### [DATASET EXTRACT]
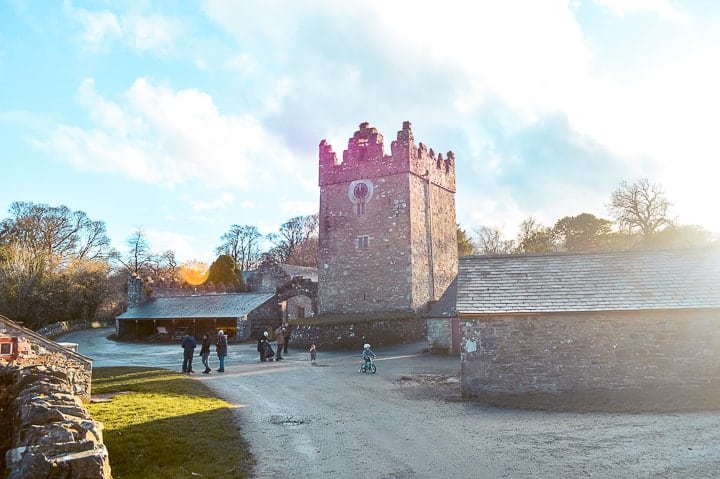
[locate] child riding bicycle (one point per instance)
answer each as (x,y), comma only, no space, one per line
(367,356)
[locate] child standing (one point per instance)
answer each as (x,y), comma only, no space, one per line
(313,353)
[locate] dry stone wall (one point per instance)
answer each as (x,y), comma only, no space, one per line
(591,354)
(52,436)
(352,335)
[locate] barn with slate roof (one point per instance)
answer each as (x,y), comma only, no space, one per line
(240,315)
(589,324)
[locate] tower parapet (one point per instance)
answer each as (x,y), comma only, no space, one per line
(365,157)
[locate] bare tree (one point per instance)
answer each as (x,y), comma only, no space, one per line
(138,260)
(242,244)
(583,232)
(60,234)
(640,206)
(534,237)
(293,233)
(21,274)
(465,243)
(490,241)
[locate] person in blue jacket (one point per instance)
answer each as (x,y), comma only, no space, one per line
(221,349)
(188,344)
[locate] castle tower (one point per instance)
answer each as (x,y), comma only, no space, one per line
(388,236)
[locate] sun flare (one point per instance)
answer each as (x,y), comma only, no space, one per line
(194,272)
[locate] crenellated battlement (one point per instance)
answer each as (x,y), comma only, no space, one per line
(365,157)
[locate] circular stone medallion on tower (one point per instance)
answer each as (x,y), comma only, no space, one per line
(360,191)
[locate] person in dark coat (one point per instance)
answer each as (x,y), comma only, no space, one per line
(221,349)
(287,337)
(280,337)
(261,347)
(205,353)
(188,344)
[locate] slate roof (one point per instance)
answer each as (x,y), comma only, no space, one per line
(603,281)
(445,307)
(307,272)
(202,306)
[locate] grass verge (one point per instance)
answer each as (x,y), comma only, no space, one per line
(162,424)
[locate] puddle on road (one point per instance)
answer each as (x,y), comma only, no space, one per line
(286,421)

### [SHORT EXERCISE]
Please rewrite all of the lines above as a numbered list, skipping any blank lines and leaving the pictures out of your answer.

### [THE OUTPUT]
1. [locate] child riding bicycle (one point per instance)
2. answer each as (x,y), comma only, no space, one per line
3. (367,356)
4. [locate] child standing (one point per instance)
5. answer each as (x,y), comma only, no space, one per line
6. (313,353)
7. [locate] dry stone wall (one point per instance)
8. answer each as (x,y), comma only, no space, one per line
9. (591,354)
10. (52,436)
11. (352,335)
12. [locate] barn with slate roof (one point per instance)
13. answer each as (x,y), comma only, no space, one per line
14. (240,315)
15. (589,324)
16. [locate] tower parapet (one point per instance)
17. answer each as (x,y), comma only, no space, one per line
18. (365,157)
19. [locate] bare tree (one point per instance)
20. answer each as (x,y), comma only, no space, one per line
21. (138,260)
22. (242,244)
23. (583,232)
24. (60,234)
25. (640,206)
26. (534,237)
27. (293,233)
28. (21,274)
29. (465,243)
30. (490,241)
31. [locate] person in blue jacket (one point per instance)
32. answer each as (x,y), comma only, no space, one per line
33. (221,349)
34. (188,344)
35. [locate] castle tower (one point per instance)
36. answer each as (x,y), comma only, no space, one per line
37. (388,236)
38. [locate] sun flare (one point per instance)
39. answer each as (x,y), comma only, no space, one per line
40. (194,272)
41. [locate] crenellated battlement (one point per instance)
42. answer each as (x,y), comma only, no space, one per line
43. (365,157)
44. [locate] circular stone medallion on tower (one point per instance)
45. answer each as (x,y), comma only, no space, one per line
46. (360,191)
47. [locate] person in dark coat (one point per instance)
48. answer each as (x,y), comma only, no space, one per line
49. (221,349)
50. (287,337)
51. (280,337)
52. (261,347)
53. (205,353)
54. (188,344)
55. [locate] slate roof (one point per instance)
56. answer each as (x,y), comma only, no space, one per line
57. (603,281)
58. (445,307)
59. (307,272)
60. (202,306)
61. [locate] grass verge (one point per instance)
62. answer each as (x,y), comma only, no space, one per line
63. (162,424)
64. [locate] puddle on road (one point per instance)
65. answer each as (x,y), comma only, no space, one per line
66. (286,421)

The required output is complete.